» Selected extract
▽
Insurance data research has lead to many useful publications on dogs covering specific disorders and overall morbidity and mortality (Table  1). Good understanding and interpretation of limiting factors are important when considering insurance data for canine health surveillance. Proposed studies should be considered on an individual basis or possibly even abandoned in the case of unavailable or inaccurate data [15]. Swedish insurance studies have benefited from an open approach to data sharing and strong research collaboration between Agria Insurance and academic colleagues that could be mirrored in other countries [55].

Table 1 Selected published and findings studies on dog health based on insurance data

Referral practice clinical records

The Veterinary Medical Data Base (VMDB) holds 7 million standardised abstracted records from 26 veterinary schools in the US and Canada [75] with a coding system that records diagnostic terms using either pathophysiologic, histologic or descriptive terminologies [76]. VMDB data mining is based on discrete factors including breed, age, sex and diagnostic code and non-associated institutions are charged for data searches.

The large study population lends high statistical power to VMDB analyses, enabling exploration of rare disorders or disorder-within-breed studies [12] such as thyroid cancer, 0.2% prevalence [77], discospondylitis, 0.2%, [78], bronchiectasis, 0.05%, [79] and leptospirosis, 0.04% [80]. Other prevalence studies that used VMDB data have investigated cataract [81], glaucoma [81] and cardiac tumours [82]. However, VMDB studies are limited by inconsistencies in data completeness and quality, and by the mixing of referral data with some primary-care data [15]. Only nine of the contributing universities use the structured SNOMED coding system that links clinical care events to terms selected from a comprehensive list of disorder concepts and descriptions [83, 84]. The currency of the VMDB data is low, given that just 14 universities have uploaded data since the year 2000 [12, 75].

Referral data spanning 1995–2010 from the University of California-Davis Veterinary Medical Teaching Hospital were analysed to report purebred dog predispositions to 24 inherited disorders [85]. The authors considered that more intensive evaluation within breeds with published disorder predisposition and increased willingness of owners of purebred dogs to spend heavily on clinical investigations may lead to over-representation of some disorders in specific breeds and in purebreds more generally [86].

Despite the promise of good reliability for diagnoses from referral clinical data, referral biases towards complicated cases requiring more specialised care and towards locations closer to specialist centres limit the generalisability of study results [12]. Clients and animals that are referred are filtered by diagnostic work-ups, insurance status and financial considerations [15, 87]. Referral bias is likely to vary between disorders and to compromise the validity of prevalence studies that compare multiple disorders [12]. An ill-defined denominator population containing few healthy animals further limits referral data for prevalence estimation [88]. Referral clinical datasets may be less reliable for generalisable prevalence estimation and may be best reserved to test hypotheses relating to specific causal mechanisms [89].
△
» Dataset records
▽
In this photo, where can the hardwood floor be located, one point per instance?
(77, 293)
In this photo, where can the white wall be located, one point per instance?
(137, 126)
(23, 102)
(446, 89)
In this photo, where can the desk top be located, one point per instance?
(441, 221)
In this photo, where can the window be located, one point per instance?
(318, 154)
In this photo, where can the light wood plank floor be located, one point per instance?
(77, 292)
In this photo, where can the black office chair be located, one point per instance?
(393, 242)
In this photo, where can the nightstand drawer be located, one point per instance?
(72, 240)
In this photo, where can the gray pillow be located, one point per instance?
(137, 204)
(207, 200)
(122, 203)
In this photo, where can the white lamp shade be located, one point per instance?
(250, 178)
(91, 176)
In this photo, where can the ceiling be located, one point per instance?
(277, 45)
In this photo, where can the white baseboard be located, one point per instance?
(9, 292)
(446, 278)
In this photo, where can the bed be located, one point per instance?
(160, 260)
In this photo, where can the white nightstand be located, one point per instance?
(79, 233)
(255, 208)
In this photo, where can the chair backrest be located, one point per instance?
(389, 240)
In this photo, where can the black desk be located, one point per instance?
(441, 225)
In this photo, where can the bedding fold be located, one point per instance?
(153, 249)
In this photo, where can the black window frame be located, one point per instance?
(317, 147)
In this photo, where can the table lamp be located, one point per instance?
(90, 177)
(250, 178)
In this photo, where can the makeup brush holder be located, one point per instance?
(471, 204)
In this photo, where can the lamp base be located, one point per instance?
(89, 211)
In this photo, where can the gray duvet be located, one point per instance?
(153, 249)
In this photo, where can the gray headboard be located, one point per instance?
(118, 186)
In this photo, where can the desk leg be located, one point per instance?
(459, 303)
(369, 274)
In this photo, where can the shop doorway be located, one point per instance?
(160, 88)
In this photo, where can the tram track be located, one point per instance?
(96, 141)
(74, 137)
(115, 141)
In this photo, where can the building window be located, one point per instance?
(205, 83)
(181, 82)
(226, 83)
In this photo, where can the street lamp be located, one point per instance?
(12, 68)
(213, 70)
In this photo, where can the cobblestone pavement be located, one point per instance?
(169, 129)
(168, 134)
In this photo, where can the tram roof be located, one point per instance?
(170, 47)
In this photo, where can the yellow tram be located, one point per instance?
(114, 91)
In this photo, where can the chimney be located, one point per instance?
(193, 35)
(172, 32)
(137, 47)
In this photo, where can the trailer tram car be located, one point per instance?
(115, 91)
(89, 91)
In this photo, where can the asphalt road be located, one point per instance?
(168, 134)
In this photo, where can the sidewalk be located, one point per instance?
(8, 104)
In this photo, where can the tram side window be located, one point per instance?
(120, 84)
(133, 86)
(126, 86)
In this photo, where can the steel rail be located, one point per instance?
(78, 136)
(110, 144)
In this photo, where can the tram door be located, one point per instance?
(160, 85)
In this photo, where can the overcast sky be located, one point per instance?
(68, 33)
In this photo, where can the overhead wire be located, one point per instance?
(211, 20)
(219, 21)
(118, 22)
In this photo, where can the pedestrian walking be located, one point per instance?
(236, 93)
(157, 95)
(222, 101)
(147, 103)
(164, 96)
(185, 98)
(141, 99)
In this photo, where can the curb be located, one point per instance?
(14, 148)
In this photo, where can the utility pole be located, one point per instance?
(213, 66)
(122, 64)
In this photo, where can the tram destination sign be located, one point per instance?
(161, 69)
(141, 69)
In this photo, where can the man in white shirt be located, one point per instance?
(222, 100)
△
» Task 1
Decide whether each statement below agrees with the text on canine health data, answering yes or no and quoting the words of the text that decide it. (a) The VMDB holds records from 26 veterinary schools in the US and Canada. (b) Every university contributing to the VMDB uses the SNOMED coding system. (c) The University of California-Davis referral data cover the years 1995–2010.
» Task 2
Reproduce the part of the text on canine health data between "Referral practice clinical" and "for data searches.", inclusive.

» Answer section 1
(a) Yes: "The Veterinary Medical Data Base (VMDB) holds 7 million standardised abstracted records from 26 veterinary schools in the US and Canada"
(b) No: "Only nine of the contributing universities use the structured SNOMED coding system"
(c) Yes: "Referral data spanning 1995–2010 from the University of California-Davis Veterinary Medical Teaching Hospital"

» Answer section 2
Referral practice clinical records

The Veterinary Medical Data Base (VMDB) holds 7 million standardised abstracted records from 26 veterinary schools in the US and Canada [75] with a coding system that records diagnostic terms using either pathophysiologic, histologic or descriptive terminologies [76]. VMDB data mining is based on discrete factors including breed, age, sex and diagnostic code and non-associated institutions are charged for data searches.